• Page extract:
-.-.-
Sleep Paralysis| Tips

How to handle your next sleep paralysis episode:

  1. Remember: Sleep paralysis is spiritual warfare.
  2. Always resist going back to sleep or giving up on waking at that moment.
  3. Focus on moving your head forward and your back upward–push against it.
  4. Pray and speak against the entity that is showing a hand of force over you- this is regardless of if you hear or see things in the process.
  5. Keep your eyes as open as you can get them and pray against continuously.
  6. When you are awake, pray over your home and ask God for his protection and covering in life and as you sleep, which is when you are the most vulnerable.
  7. Keep the Bible near your bed.
  8. Once you are awake, play gospel/holy music AS you go back to sleep again; this ALWAYS works for me. I sleep soundly without a hitch.
  9. If, right before you are starting to fall sleep, you feel that force, wake yourself up before you get too deep and pray against it, praise God, and play gospel music before sleeping.
  10. Take note of when it happens to you, what happened during the day including things you may watched or listened to that day), the people you interacted with throughout your day, your own mood throughout the day, and the general energy that was around you or in your home. Take note of the time when this happens to you too —-2 am, 5 am, 11 pm, randomly etc. This will help you identify what may be a open door or trigger to such things.
  11. Give yourself time to meditate, strengthen yourself, and rest in God’s love, grace, and peace at least 3-4 times a week-–how ever long is comfortable to you.
  12. Do not give into fear OR PANIC! This is VERY important; one of the things that satan feeds off of is our fear. Remember: 2 Timothy 1:7; Internalize verses that speak to your strength and faith in God. Philippians 4:13. Do not memorize any verse–INTERNALIZE THEM.
-.-.-
• Data for review:
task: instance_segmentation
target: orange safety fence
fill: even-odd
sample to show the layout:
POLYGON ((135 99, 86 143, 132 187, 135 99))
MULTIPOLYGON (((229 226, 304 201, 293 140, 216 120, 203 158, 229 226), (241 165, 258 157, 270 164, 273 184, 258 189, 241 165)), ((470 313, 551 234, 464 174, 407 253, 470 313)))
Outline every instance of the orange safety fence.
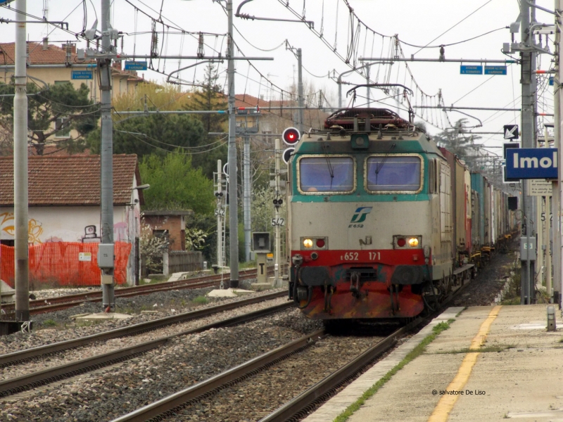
-.-.-
Copy out the stretch of the sleep paralysis tips above from "4. Pray and" through "without a hitch.", without changing a word.

4. Pray and speak against the entity that is showing a hand of force over you- this is regardless of if you hear or see things in the process.
  5. Keep your eyes as open as you can get them and pray against continuously.
  6. When you are awake, pray over your home and ask God for his protection and covering in life and as you sleep, which is when you are the most vulnerable.
  7. Keep the Bible near your bed.
  8. Once you are awake, play gospel/holy music AS you go back to sleep again; this ALWAYS works for me. I sleep soundly without a hitch.